Excerpts of pointing data
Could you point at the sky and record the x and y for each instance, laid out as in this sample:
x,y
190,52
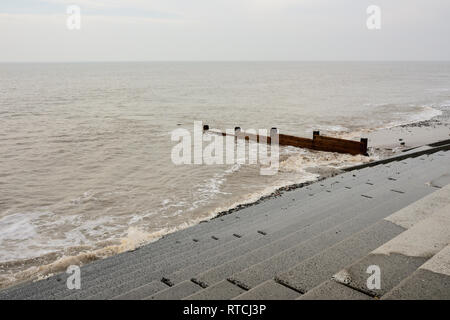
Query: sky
x,y
224,30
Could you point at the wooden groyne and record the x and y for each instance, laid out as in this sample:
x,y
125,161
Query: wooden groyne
x,y
318,142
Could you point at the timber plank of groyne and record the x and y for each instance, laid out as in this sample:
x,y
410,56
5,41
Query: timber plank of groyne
x,y
318,142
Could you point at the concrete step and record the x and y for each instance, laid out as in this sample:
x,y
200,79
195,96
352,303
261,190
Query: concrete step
x,y
144,291
290,256
332,290
127,272
430,282
174,249
317,269
224,290
267,269
177,292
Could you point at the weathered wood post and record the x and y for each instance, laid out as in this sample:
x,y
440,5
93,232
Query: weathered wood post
x,y
364,146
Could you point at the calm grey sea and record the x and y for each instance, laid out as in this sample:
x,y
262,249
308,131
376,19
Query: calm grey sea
x,y
85,166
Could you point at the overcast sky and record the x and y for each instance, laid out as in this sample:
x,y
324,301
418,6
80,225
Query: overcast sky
x,y
149,30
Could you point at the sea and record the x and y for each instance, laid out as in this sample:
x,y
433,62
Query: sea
x,y
86,164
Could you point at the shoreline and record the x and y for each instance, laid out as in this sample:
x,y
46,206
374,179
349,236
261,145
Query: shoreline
x,y
387,142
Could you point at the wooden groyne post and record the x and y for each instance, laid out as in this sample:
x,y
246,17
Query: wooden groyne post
x,y
318,142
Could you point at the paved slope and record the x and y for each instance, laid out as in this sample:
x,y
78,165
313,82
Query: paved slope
x,y
266,251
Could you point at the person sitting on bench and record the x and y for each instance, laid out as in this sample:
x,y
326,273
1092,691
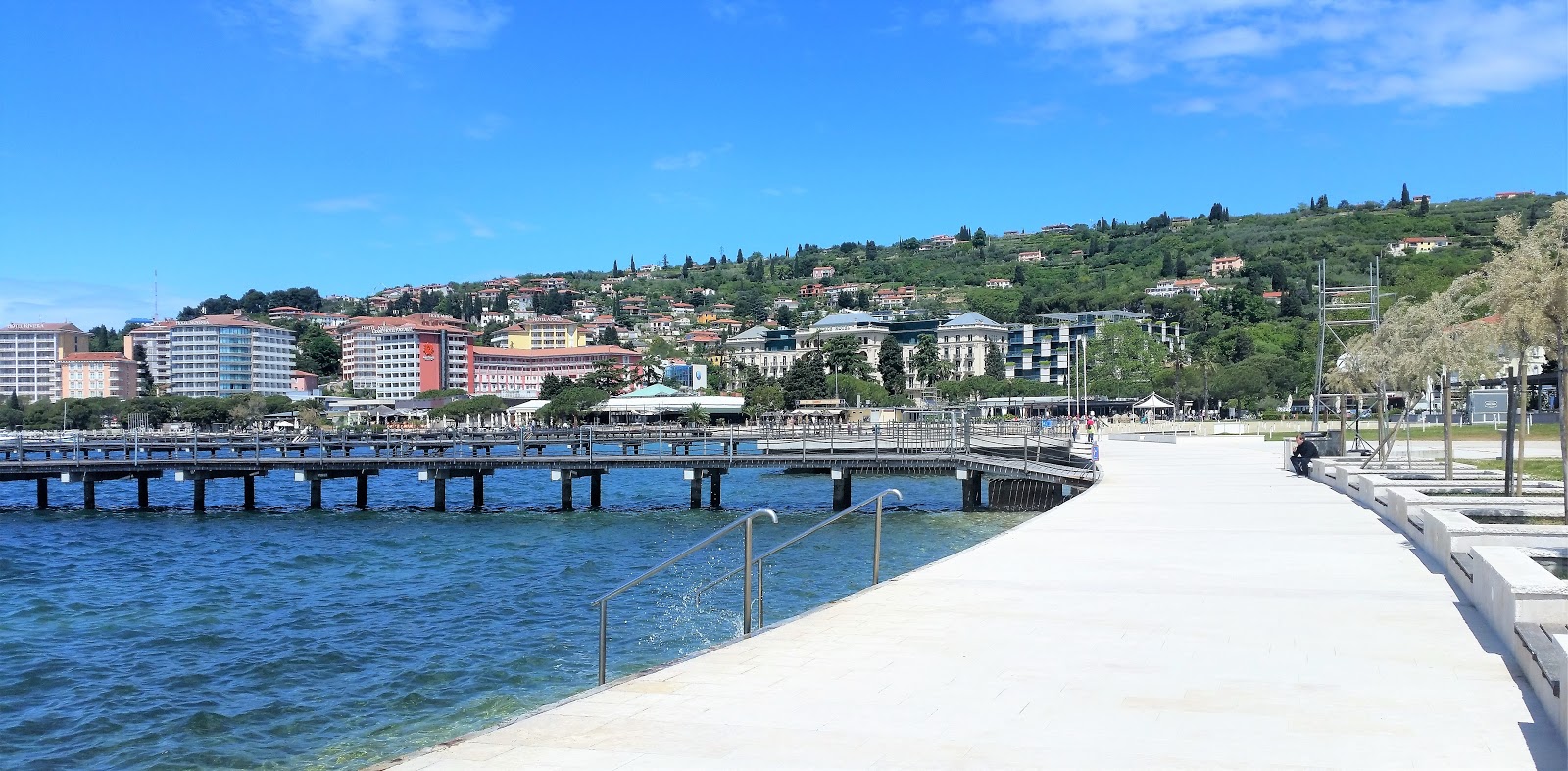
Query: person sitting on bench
x,y
1303,455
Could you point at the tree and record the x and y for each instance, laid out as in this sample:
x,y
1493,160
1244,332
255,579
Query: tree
x,y
805,379
145,383
927,361
1526,284
844,356
764,399
1123,361
890,365
553,384
995,362
247,410
608,376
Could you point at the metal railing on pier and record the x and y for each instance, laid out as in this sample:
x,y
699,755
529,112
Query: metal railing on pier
x,y
745,610
760,567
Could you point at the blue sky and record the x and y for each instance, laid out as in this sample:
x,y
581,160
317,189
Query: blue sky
x,y
352,144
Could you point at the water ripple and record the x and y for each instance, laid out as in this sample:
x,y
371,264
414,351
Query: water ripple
x,y
339,638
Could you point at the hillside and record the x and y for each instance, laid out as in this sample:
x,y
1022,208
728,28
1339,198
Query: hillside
x,y
1258,350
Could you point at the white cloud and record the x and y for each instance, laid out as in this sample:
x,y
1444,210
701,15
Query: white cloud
x,y
1429,52
686,160
333,206
82,303
376,28
488,125
690,159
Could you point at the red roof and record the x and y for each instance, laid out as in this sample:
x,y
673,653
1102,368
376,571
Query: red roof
x,y
96,356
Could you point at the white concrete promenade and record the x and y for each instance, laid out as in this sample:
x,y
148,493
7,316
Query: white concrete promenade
x,y
1200,608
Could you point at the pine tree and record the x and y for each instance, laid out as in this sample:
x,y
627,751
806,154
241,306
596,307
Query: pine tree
x,y
995,362
890,365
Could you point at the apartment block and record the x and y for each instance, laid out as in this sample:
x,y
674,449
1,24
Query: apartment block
x,y
154,344
517,373
101,373
30,358
541,332
400,358
227,355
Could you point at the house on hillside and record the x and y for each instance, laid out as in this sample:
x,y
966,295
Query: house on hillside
x,y
1227,265
1418,245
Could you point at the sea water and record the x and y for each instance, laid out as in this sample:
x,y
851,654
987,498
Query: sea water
x,y
289,638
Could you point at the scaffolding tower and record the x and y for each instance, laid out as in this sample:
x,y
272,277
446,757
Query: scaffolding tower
x,y
1341,308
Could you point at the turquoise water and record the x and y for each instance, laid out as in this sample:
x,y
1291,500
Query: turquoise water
x,y
339,638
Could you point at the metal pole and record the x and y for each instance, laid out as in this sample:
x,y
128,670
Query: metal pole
x,y
877,546
745,588
760,616
603,624
1322,339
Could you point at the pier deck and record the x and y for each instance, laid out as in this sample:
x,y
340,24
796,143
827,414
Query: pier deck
x,y
1199,608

TASK INSTRUCTIONS
Could you render every line of the entries above as a numbered list, skipping any blank lines and leaving the pictures out?

WRITTEN ANSWER
1. Could you point at the sky and record the x and y for each instance, laid out as in this sample:
2. x,y
3. 190,52
4. Query: sky
5. x,y
6. 224,30
7. Could you point at the wooden groyne and record the x and y for each instance, laid out as in this sample:
8. x,y
9. 125,161
10. Query: wooden groyne
11. x,y
12. 318,142
13. Could you point at the timber plank of groyne and record the x and y for each instance, laid out as in this sample:
14. x,y
15. 410,56
16. 5,41
17. Query: timber plank of groyne
18. x,y
19. 318,142
20. Could you point at the concrete step and record the x and y for each instance, laid out as in this sample:
21. x,y
22. 200,79
23. 195,96
24. 352,303
25. 261,190
26. Query: concrete step
27. x,y
28. 144,291
29. 290,256
30. 332,290
31. 127,272
32. 430,282
33. 174,249
34. 317,269
35. 224,290
36. 267,269
37. 177,292
38. Could you point at the weathered wood post and record the x and y for each instance, laid out as in this sample:
39. x,y
40. 440,5
41. 93,232
42. Query: weathered wood post
43. x,y
44. 364,146
45. Could you point at the calm grey sea and record the x and y for each instance, laid out as in this sample:
46. x,y
47. 262,249
48. 308,131
49. 376,19
50. Query: calm grey sea
51. x,y
52. 85,166
53. Could you point at the overcast sky and record the x and y for each instance, laid out as in this sample:
54. x,y
55. 324,301
56. 418,6
57. 80,225
58. Query: overcast sky
59. x,y
60. 149,30
61. Could you point at the sea and record the x and y for each instance, laid out as in this sample:
62. x,y
63. 433,62
64. Query: sea
65. x,y
66. 86,164
67. Could you point at the shoreline and record the x and y for each instance, laid out as in this sample:
68. x,y
69. 46,206
70. 374,179
71. 349,236
72. 261,145
73. Query: shoreline
74. x,y
75. 387,142
76. Could you point at the wooden groyne post and record the x and y for each instance, laid out as in this sample:
77. x,y
78. 246,17
79. Query: wooden groyne post
80. x,y
81. 318,142
82. Could you point at the paved slope and record the x and y for each instance, laid out as in this sample:
83. x,y
84. 78,165
85. 313,82
86. Query: paved slope
87. x,y
88. 266,251
89. Could you point at the person sitting on bench and record the x and y for each instance, laid out as in this sample:
90. x,y
91. 326,273
92. 1092,691
93. Query: person sitting on bench
94. x,y
95. 1303,455
96. Could you point at the tree and record the x and y for each instance, laid out as in this sample:
97. x,y
98. 1493,160
99. 1244,332
100. 255,579
101. Query: tree
102. x,y
103. 805,379
104. 145,383
105. 927,361
106. 1526,284
107. 844,356
108. 764,399
109. 1123,361
110. 890,365
111. 553,384
112. 995,362
113. 247,410
114. 608,376
115. Could you point at the metal railing on pier and record the x and y for each instance, laid out as in this sample:
116. x,y
117. 699,755
118. 529,112
119. Query: metal railing on pier
120. x,y
121. 745,610
122. 760,567
123. Could you point at the blue sky and record the x and y for each instance, laid out as in this sample:
124. x,y
125. 581,160
126. 317,189
127. Query: blue sky
128. x,y
129. 352,144
130. Could you point at the water ripple and record the x and y for each instance, laid out as in this sample:
131. x,y
132. 371,264
133. 414,351
134. Query: water ripple
135. x,y
136. 339,638
137. Could you point at the hillside and record the x and y for each instance, laid out as in this sample:
138. x,y
139. 1022,208
140. 728,28
141. 1339,198
142. Query: hillside
143. x,y
144. 1258,350
145. Could you point at the white cloud and record the x and y for each instance, laid out as in this sample:
146. x,y
147. 1444,210
148. 701,15
149. Query: white cloud
150. x,y
151. 1429,52
152. 686,160
153. 333,206
154. 82,303
155. 376,28
156. 488,125
157. 690,159
158. Could you point at the red roof and record the x and y for each instance, laid out as in this sample:
159. x,y
160. 673,653
161. 1102,368
162. 376,571
163. Query: red roof
164. x,y
165. 96,356
166. Could you point at the white concrete promenade and record the x and y for each instance, laid out as in this sample:
167. x,y
168. 148,493
169. 7,316
170. Query: white concrete promenade
171. x,y
172. 1200,608
173. Could you point at the pine tree and record the x and y for each instance, laid out as in this sample:
174. x,y
175. 627,751
176. 806,154
177. 241,306
178. 596,307
179. Query: pine tree
180. x,y
181. 995,362
182. 890,365
183. Could you point at the apartment block and record the x and y for each instance, laid out as in this sample:
184. x,y
185. 674,449
186. 1,24
187. Query: apartment block
188. x,y
189. 154,344
190. 517,373
191. 101,373
192. 30,358
193. 541,332
194. 400,358
195. 227,355
196. Could you point at the house on hillside and record the x and y for each instance, laid out as in this sample:
197. x,y
198. 966,295
199. Query: house on hillside
200. x,y
201. 1227,265
202. 1418,245
203. Could you point at the sea water and record the x and y for each instance, laid out as in this sample:
204. x,y
205. 851,654
206. 987,498
207. Query: sea water
208. x,y
209. 289,638
210. Could you point at the scaffolding tower and record the x and y for each instance, laid out as in this sample:
211. x,y
212. 272,277
213. 446,757
214. Query: scaffolding tower
215. x,y
216. 1341,308
217. Could you point at the turquoise water and record the x and y for each instance, laid out as in this sample:
218. x,y
219. 1291,500
220. Query: turquoise water
221. x,y
222. 339,638
223. Could you point at the metal pole and record the x and y for each instance, laid out as in this sample:
224. x,y
225. 128,670
226. Query: metal pole
227. x,y
228. 877,546
229. 745,588
230. 760,616
231. 603,624
232. 1322,339
233. Could you point at the pier deck and record the x and y for each instance, laid out as in this sample:
234. x,y
235. 340,24
236. 796,143
237. 827,414
238. Query: pier deck
239. x,y
240. 1199,608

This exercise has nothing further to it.